→ TEXT BLOCK
[BEGIN]

Article by Jim Varner

Photography by Jim Varner and Catherine Owen

Originally published in River City Lifestyle

If you don't love life, you can't enjoy an oyster. There is a shock of freshness to it, some piercing intuition of the sea.” Eleanor Clark

I fondly remember my initial encounter with the venerable and enigmatic oyster. It was at the Pearl Oyster Bar in New Orleans, where my father considered it a rite of passage that I consume my first. With an established precedent as a peanut butter and jelly guy, the mandated task was daunting. The oysters were piled high in rustic coolers and meted out by a hulking figure of a man with an equally abrasive attitude.

The shucker produced a knife-like tool, dispatching the lid of the bivalve of a sizeable Gulf oyster and deposited it on the counter. My pre-planned tactic was to employ a cracker and ample ketchup, but the shucker interceded, “Your first must be without condiment, whatever you do after that to ruin the experience is your business.” Following this foray into the unknown, I have been a habitual consumer of the beloved bivalve. Is it an acquired taste? I can’t answer that, but I do know that a vast multitude has acquired a taste for these revered mollusks.

With that indelible memory on board, I braced myself against the side of the flat bottom boat skippered by Captain Daniel as it proceeded up the Wadmalaw River before turning into Steamboat Creek, an estuary south of Charleston, South Carolina. I was a lone interloper accompanying native Memphian Aubrey Sanders and her work crew on our way to the oyster farm she established with her business partner, Michael Kalista, in 2020.  

The oyster farm proved to be a radical departure from traditional farming. All that was visible on the horizonless, aquatic landscape were buoys in a linear pattern, supporting and marking the bounty below. The crew hauled in cages with internal bags containing hundreds of oysters of diverse sizes and stages of maturation. It was a warm day, so market-ready oysters required prompt refrigeration. Little time was wasted. The ride back to the land-based part of the operation was smooth and relatively direct, which was not reflective of the efforts expended by Aubrey in her quest to make the farm a reality. Hers was circuitous route, marked by regulatory hurdles and bureaucratic snares.

[END]

→ DO THIS
Reproduce the passage from the oyster article word for word, from "Originally published in" to "equally abrasive attitude.".

→ LISTED RECORDS
[BEGIN]

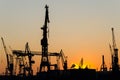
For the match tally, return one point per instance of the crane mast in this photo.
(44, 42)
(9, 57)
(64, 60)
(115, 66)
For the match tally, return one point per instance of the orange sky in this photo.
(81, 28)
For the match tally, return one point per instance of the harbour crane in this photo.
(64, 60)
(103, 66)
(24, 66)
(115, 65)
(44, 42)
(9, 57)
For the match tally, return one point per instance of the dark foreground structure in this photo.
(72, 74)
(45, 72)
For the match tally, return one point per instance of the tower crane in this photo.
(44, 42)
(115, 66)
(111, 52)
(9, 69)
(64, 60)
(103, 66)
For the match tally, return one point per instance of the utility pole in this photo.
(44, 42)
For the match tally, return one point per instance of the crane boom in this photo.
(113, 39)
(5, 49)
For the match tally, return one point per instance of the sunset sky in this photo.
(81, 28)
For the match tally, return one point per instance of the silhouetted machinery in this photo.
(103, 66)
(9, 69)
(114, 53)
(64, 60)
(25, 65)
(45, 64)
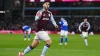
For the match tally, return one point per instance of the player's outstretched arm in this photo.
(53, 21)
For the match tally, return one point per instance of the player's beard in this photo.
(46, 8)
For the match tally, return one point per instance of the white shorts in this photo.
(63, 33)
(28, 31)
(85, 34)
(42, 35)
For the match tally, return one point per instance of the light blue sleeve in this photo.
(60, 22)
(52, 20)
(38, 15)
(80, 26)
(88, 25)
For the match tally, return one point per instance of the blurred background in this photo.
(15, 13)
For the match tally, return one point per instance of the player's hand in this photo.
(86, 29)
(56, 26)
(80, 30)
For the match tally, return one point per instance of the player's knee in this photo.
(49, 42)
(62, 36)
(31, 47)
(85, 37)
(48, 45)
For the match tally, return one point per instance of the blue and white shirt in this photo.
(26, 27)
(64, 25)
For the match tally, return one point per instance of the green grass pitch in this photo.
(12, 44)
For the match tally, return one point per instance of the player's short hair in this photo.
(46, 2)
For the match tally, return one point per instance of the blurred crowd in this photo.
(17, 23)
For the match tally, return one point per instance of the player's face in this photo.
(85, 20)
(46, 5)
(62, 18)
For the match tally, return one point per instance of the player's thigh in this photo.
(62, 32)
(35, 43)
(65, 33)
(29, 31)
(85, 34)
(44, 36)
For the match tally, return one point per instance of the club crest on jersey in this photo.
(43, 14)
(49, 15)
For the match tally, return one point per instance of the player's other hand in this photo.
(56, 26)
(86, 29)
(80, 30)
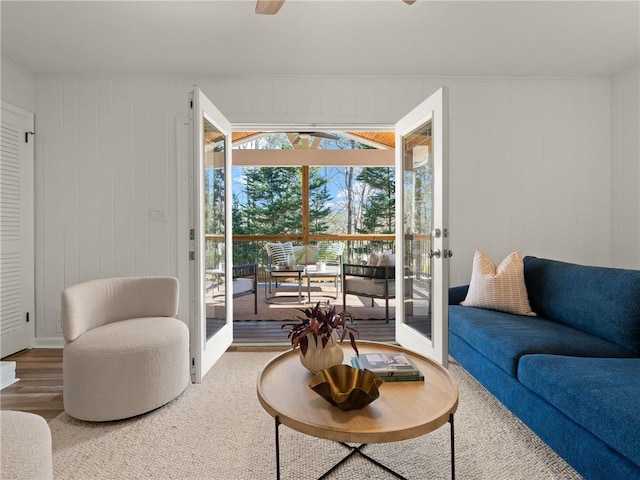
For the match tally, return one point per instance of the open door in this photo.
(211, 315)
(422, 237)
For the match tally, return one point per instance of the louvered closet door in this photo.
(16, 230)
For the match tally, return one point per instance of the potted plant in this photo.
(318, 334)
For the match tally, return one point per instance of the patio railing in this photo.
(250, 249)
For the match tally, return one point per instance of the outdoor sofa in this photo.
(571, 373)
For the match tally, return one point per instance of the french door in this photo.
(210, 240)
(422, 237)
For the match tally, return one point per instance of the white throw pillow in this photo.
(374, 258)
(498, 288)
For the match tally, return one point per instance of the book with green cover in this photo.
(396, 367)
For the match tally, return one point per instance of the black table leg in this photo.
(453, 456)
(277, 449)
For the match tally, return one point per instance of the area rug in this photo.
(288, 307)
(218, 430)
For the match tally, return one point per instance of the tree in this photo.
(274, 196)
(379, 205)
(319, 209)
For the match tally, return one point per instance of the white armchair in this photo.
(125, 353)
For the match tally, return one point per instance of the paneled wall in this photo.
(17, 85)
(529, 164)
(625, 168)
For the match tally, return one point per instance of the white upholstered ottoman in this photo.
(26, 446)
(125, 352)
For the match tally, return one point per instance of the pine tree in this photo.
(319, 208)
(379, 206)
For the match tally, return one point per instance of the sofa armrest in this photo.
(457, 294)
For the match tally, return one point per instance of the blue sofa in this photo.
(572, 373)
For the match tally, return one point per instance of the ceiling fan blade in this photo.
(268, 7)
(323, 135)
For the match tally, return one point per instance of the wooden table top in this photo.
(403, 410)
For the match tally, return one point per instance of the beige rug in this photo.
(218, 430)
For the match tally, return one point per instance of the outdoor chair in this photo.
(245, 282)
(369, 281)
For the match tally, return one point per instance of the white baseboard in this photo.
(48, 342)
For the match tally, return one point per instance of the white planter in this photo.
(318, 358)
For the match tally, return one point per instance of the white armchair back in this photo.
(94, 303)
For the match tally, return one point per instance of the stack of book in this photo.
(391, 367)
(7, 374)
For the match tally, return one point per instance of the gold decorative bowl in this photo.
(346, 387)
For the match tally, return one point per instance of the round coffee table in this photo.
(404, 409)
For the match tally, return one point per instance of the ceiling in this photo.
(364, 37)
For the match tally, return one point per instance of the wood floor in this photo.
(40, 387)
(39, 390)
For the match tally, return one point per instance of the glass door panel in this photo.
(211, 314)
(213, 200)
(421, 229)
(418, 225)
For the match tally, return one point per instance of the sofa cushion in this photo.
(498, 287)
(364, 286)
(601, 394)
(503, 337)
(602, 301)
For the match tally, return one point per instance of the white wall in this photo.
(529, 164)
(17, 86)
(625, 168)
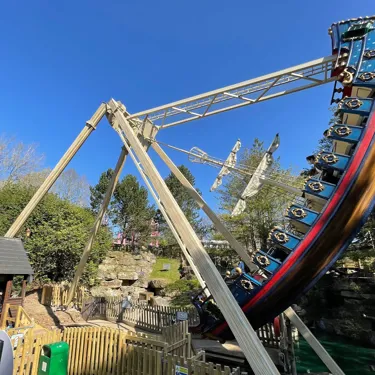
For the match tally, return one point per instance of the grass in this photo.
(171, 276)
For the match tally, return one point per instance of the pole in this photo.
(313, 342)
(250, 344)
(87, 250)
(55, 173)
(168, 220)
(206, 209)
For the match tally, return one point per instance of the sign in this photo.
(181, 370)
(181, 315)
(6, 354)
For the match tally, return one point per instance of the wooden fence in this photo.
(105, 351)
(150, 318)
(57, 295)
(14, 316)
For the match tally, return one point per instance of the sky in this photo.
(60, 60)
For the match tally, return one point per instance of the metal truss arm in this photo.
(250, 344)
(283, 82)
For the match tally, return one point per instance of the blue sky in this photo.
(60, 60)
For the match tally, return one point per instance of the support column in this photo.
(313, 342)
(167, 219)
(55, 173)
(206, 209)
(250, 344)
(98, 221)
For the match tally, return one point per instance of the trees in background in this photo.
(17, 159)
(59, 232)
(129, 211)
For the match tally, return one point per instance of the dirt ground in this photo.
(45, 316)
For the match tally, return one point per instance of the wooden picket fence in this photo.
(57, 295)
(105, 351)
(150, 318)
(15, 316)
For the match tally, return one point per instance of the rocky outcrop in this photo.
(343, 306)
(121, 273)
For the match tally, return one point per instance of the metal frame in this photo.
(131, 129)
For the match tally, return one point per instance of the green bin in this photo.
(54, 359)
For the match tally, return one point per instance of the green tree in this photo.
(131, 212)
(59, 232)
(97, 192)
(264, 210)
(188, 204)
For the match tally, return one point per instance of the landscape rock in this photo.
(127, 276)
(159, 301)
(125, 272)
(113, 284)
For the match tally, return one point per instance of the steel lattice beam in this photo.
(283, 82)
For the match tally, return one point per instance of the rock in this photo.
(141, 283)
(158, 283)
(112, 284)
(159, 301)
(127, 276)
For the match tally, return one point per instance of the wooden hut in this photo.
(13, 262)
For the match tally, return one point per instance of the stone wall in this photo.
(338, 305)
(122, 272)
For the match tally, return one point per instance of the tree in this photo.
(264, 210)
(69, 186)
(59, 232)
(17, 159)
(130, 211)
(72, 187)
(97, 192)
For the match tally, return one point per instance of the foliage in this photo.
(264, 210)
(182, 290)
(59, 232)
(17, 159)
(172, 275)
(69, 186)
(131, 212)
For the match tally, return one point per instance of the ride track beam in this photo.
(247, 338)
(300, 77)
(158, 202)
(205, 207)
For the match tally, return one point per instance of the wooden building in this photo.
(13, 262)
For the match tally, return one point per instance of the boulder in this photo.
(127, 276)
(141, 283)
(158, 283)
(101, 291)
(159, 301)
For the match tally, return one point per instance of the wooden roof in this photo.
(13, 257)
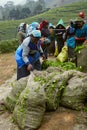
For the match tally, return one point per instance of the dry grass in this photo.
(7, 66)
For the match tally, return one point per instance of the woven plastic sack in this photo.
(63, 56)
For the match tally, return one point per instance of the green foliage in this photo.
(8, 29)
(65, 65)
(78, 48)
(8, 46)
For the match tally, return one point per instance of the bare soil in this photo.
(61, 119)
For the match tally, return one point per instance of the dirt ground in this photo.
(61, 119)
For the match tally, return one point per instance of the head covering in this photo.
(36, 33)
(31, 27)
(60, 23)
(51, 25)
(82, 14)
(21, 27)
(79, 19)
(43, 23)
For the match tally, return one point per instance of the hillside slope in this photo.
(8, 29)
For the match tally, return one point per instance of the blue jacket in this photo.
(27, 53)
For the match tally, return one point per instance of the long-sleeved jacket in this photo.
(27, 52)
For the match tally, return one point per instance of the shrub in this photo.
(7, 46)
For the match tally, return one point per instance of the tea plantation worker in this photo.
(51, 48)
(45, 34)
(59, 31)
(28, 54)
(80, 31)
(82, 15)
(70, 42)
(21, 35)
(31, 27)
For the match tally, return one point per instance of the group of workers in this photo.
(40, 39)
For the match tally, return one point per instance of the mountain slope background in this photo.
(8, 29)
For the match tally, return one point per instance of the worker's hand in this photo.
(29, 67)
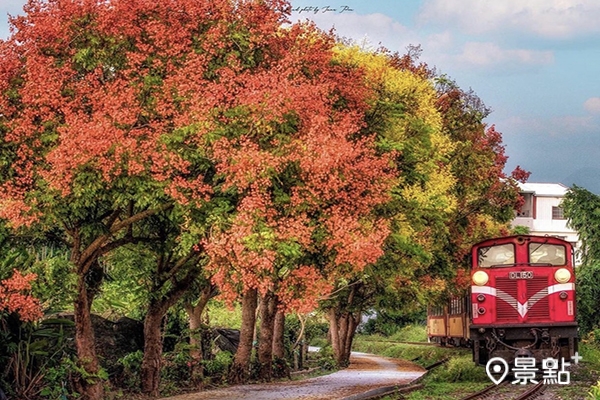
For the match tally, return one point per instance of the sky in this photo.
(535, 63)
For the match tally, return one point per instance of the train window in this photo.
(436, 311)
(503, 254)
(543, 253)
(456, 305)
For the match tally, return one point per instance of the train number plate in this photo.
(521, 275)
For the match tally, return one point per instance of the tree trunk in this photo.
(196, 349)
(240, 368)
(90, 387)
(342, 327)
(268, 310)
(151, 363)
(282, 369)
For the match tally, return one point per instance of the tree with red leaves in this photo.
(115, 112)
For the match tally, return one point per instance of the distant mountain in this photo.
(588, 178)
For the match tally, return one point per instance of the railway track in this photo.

[END]

→ THE REPLY
Originally published in River City Lifestyle

If you don't love life, you can't enjoy an oyster. There is a shock of freshness to it, some piercing intuition of the sea.” Eleanor Clark

I fondly remember my initial encounter with the venerable and enigmatic oyster. It was at the Pearl Oyster Bar in New Orleans, where my father considered it a rite of passage that I consume my first. With an established precedent as a peanut butter and jelly guy, the mandated task was daunting. The oysters were piled high in rustic coolers and meted out by a hulking figure of a man with an equally abrasive attitude.